=== Given instruction 1 ===
Write out everything in the news digest from "New Generation of Trade Group CEOs" down to "former elected officials.", word for word.
=== Given instruction 2 ===
In the news digest, which technologies are said to have long been used by companies to push the boundaries of marketing and product development?
=== Given instruction 3 ===
Extend the news digest past its last sentence, keeping its style.

November 6, 2015 •
News You Can Use Digest – November 6, 2015
Neuropolitics, Where Campaigns Try to Read Your Mind
New York Times – Kevin Randall | Published: 11/2/2015
All over the world, political campaigns are seeking voter data and insights that will propel them to victory. Now, that includes the contentious field known as neuromarketing – or in this case, neuropolitics. Technologies like facial coding, biofeedback, and brain imaging have long been used by companies in the hope of pushing the boundaries of marketing and product development. But their use by political parties and governments is a growing phenomenon. The practice has come under attack, but the skepticism has not dissuaded political parties in many parts of the world. The campaigns of presidents and prime ministers on at least three continents have hired science consultants to scan voters’ brains, bodies, and faces, all with the aim of heightening their emotional resonance with the electorate.
New Generation of Trade Group CEOs Take More Aggressive – and at Times Unorthodox – Approach to Lobbying
Washington Post – Catherine Ho | Published: 11/4/2015
A new generation of trade group leaders are deploying a wide range of unorthodox lobbying tactics, a shift reflecting the new normal of the advocacy business. Some of the new CEOs are as much as two or three decades younger than their predecessors and came to power at the same time gridlock and chaos reigned in Congress. Rather than only forging relationships with federal lawmakers, they are turning to state-level lobbying and media campaigns to shape public opinion. These younger leaders are pushing to remake the image of some trade groups as a cushy track to retirement for former elected officials.

=== Supplied data ===
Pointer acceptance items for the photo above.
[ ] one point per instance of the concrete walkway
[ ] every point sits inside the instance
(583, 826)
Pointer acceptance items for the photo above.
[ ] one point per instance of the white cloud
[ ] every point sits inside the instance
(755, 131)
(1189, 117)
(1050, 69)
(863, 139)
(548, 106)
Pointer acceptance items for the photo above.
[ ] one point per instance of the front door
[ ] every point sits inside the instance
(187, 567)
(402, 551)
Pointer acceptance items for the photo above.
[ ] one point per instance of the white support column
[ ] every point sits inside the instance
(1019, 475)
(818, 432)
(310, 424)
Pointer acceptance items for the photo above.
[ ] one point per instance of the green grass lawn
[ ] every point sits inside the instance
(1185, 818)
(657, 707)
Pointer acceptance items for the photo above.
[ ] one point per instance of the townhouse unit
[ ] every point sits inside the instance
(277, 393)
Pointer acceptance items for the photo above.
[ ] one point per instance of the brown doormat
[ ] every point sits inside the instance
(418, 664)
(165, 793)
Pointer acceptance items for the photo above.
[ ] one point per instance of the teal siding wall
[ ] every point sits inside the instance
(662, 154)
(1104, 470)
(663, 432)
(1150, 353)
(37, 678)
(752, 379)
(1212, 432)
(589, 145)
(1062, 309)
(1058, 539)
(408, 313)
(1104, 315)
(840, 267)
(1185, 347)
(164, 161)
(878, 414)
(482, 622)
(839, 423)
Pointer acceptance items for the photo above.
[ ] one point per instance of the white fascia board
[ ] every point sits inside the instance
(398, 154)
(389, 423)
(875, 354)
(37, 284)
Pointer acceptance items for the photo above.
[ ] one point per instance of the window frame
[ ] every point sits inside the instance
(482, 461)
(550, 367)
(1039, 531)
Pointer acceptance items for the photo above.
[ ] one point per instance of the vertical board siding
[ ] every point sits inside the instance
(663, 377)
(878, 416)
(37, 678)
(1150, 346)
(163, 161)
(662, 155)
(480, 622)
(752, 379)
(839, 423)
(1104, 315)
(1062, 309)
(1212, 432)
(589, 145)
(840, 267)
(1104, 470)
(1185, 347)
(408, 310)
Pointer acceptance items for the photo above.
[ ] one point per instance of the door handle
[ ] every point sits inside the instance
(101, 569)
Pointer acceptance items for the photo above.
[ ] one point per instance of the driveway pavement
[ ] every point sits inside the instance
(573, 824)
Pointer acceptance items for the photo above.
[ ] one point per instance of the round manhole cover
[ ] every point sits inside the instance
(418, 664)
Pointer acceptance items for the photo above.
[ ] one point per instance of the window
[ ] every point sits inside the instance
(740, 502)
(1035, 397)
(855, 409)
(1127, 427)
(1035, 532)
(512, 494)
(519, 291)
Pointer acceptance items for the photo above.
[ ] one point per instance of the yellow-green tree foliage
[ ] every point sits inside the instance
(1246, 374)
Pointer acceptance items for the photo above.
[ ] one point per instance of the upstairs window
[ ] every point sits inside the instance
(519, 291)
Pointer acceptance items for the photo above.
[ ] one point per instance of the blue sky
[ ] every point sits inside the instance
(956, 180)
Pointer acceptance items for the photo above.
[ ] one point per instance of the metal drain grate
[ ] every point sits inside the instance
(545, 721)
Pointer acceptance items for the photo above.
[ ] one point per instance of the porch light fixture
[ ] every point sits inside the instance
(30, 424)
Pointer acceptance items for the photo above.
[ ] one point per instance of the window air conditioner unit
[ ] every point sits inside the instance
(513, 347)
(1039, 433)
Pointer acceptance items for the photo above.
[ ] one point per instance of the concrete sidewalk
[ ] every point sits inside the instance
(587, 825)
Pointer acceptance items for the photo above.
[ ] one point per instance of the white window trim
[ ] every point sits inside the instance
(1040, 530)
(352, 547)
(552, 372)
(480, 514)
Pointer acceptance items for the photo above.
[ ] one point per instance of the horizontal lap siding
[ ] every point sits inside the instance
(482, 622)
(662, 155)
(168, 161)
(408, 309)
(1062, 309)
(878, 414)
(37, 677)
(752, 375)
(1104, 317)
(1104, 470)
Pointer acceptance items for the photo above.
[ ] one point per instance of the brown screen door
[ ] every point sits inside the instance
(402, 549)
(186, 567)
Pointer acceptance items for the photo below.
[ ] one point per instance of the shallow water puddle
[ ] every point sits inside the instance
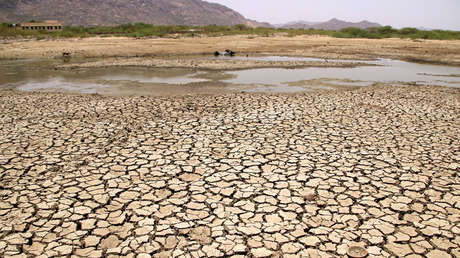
(39, 75)
(386, 71)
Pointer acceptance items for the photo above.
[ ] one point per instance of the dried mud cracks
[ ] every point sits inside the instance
(244, 175)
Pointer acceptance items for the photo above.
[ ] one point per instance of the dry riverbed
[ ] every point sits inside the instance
(259, 175)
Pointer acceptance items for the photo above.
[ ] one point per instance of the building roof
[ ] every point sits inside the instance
(43, 24)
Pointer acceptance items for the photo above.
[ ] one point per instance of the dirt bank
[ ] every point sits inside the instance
(432, 51)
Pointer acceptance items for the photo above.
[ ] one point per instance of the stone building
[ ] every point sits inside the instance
(45, 25)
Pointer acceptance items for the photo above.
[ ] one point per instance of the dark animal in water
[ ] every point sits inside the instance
(227, 52)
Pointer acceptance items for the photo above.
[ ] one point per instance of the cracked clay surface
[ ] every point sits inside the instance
(244, 175)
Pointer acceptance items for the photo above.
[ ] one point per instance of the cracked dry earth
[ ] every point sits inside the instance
(305, 175)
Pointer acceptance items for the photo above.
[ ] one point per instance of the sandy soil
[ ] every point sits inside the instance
(250, 175)
(433, 51)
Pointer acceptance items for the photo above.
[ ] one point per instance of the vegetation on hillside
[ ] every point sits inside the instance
(141, 30)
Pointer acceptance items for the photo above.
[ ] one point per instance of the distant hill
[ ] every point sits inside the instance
(333, 24)
(115, 12)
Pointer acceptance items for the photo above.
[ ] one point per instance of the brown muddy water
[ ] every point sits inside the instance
(40, 75)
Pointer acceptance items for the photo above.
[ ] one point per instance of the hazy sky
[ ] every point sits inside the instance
(435, 14)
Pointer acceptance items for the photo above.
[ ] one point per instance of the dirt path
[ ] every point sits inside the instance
(433, 51)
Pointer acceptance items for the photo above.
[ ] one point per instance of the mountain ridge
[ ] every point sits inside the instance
(116, 12)
(332, 24)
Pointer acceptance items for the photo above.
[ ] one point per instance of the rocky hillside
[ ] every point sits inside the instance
(333, 24)
(113, 12)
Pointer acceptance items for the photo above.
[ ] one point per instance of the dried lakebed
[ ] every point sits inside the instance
(200, 75)
(257, 175)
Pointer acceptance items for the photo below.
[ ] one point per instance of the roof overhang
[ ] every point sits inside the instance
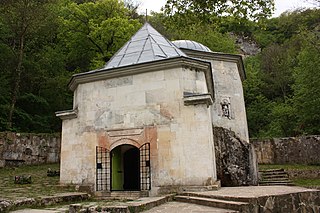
(164, 64)
(219, 57)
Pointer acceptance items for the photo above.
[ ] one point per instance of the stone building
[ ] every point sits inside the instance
(144, 122)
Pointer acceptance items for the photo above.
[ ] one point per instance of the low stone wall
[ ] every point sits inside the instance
(293, 150)
(28, 149)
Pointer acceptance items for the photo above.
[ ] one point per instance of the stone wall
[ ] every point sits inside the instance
(293, 150)
(28, 149)
(236, 160)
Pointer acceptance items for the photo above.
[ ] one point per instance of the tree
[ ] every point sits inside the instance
(22, 19)
(208, 10)
(94, 31)
(307, 85)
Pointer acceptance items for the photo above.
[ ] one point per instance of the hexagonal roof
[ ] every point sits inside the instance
(145, 46)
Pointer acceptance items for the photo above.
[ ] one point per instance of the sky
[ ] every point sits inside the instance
(281, 5)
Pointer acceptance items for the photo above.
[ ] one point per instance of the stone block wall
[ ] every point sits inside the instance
(293, 150)
(28, 149)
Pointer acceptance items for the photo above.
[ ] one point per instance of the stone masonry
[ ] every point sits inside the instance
(293, 150)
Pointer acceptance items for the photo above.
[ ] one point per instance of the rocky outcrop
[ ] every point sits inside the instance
(235, 159)
(247, 46)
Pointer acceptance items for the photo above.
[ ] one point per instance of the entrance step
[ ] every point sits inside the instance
(121, 195)
(224, 204)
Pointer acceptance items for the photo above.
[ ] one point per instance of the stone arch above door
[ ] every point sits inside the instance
(124, 141)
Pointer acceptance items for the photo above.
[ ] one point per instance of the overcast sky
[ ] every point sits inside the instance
(281, 5)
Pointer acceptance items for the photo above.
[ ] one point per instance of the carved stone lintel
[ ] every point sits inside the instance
(195, 99)
(67, 114)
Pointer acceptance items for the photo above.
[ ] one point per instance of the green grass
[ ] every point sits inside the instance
(289, 167)
(41, 184)
(305, 182)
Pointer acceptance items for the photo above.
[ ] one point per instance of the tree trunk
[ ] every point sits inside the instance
(16, 86)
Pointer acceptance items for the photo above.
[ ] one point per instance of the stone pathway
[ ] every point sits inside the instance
(177, 207)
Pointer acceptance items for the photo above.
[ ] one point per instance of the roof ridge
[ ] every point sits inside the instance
(137, 50)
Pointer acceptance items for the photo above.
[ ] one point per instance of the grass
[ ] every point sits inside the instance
(289, 167)
(304, 182)
(41, 184)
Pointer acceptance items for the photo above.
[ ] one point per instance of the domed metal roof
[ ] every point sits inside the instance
(146, 45)
(193, 45)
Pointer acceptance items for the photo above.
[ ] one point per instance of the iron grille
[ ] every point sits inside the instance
(145, 168)
(103, 169)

=== Task result 1 ===
New Generation of Trade Group CEOs Take More Aggressive – and at Times Unorthodox – Approach to Lobbying
Washington Post – Catherine Ho | Published: 11/4/2015
A new generation of trade group leaders are deploying a wide range of unorthodox lobbying tactics, a shift reflecting the new normal of the advocacy business. Some of the new CEOs are as much as two or three decades younger than their predecessors and came to power at the same time gridlock and chaos reigned in Congress. Rather than only forging relationships with federal lawmakers, they are turning to state-level lobbying and media campaigns to shape public opinion. These younger leaders are pushing to remake the image of some trade groups as a cushy track to retirement for former elected officials.

=== Task result 2 ===
Facial coding, biofeedback, and brain imaging.

=== Task result 3 ===
Bush, Clinton Benefit from Lobbying Gray Area
Politico – Isaac Arnsdorf | Published: 11/3/2015
Campaigns are required to file reports detailing registered lobbyists who round up donations, but that number is only a small slice of the fundraisers who work in some capacity in Washington’s influence industry. A quarter of those who bundled $100,000 or more for Hillary Clinton work at lobbying firms or public affairs agencies, lobby at the state level, or otherwise make their living from influencing the government, even though they are not themselves registered to lobby Congress. For Jeb Bush, 58 of the 342 people who raised at least $17,600 are advocates and operatives linked to the influence industry, although they are not reported as federal lobbyists. The reliance on these power brokers shows how much both candidates are drawing on family and party networks forged over decades in politics to bankroll their presidential bids. It also illustrates the weaknesses in the rules meant to subject lobbyists to more public scrutiny.
Paul Ryan Lands at Center of a Rivalry for the Soul of the G.O.P.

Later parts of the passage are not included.